Pointing dataset records:
BEGIN

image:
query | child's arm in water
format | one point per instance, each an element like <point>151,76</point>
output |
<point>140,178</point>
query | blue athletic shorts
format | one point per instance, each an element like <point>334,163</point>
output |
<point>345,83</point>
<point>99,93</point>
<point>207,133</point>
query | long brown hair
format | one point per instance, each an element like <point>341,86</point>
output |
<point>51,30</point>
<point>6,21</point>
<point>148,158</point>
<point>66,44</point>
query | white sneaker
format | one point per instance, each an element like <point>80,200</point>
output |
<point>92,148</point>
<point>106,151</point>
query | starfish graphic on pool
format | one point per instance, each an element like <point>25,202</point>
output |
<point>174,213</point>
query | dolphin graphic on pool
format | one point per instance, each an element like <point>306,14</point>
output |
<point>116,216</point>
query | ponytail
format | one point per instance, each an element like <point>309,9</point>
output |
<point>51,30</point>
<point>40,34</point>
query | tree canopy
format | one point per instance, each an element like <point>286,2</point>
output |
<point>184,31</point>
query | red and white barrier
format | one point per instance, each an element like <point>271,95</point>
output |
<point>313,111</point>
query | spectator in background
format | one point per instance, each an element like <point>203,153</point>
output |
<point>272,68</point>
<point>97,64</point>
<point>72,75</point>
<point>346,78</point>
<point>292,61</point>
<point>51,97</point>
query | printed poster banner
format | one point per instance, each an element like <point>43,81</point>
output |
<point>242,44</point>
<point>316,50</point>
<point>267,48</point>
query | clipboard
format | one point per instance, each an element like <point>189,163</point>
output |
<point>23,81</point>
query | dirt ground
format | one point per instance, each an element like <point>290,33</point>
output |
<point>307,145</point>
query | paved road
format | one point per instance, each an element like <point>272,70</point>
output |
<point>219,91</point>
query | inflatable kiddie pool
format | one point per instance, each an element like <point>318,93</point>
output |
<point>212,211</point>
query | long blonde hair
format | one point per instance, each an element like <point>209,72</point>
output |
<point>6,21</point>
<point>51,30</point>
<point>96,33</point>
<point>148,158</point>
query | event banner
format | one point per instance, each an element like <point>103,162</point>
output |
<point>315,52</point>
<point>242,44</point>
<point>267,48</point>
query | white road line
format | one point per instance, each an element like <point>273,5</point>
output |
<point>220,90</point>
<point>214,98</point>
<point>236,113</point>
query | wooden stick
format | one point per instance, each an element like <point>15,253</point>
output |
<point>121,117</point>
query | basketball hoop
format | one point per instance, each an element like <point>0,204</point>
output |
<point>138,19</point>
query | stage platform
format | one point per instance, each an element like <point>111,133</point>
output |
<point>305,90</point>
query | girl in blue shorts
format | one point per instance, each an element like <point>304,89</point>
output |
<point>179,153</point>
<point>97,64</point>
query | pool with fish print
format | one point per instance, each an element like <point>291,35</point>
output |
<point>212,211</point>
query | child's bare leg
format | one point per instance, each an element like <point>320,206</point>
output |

END

**Aim**.
Reproduce the lines above word for word, starting at the line that contains "query | pool with fish print" and ending with the final line, with both included.

**Answer to the problem**.
query | pool with fish print
format | one point per instance, each an element like <point>291,35</point>
output |
<point>212,211</point>
query | child's bare leg
format | one point per instance, each an element like <point>320,206</point>
output |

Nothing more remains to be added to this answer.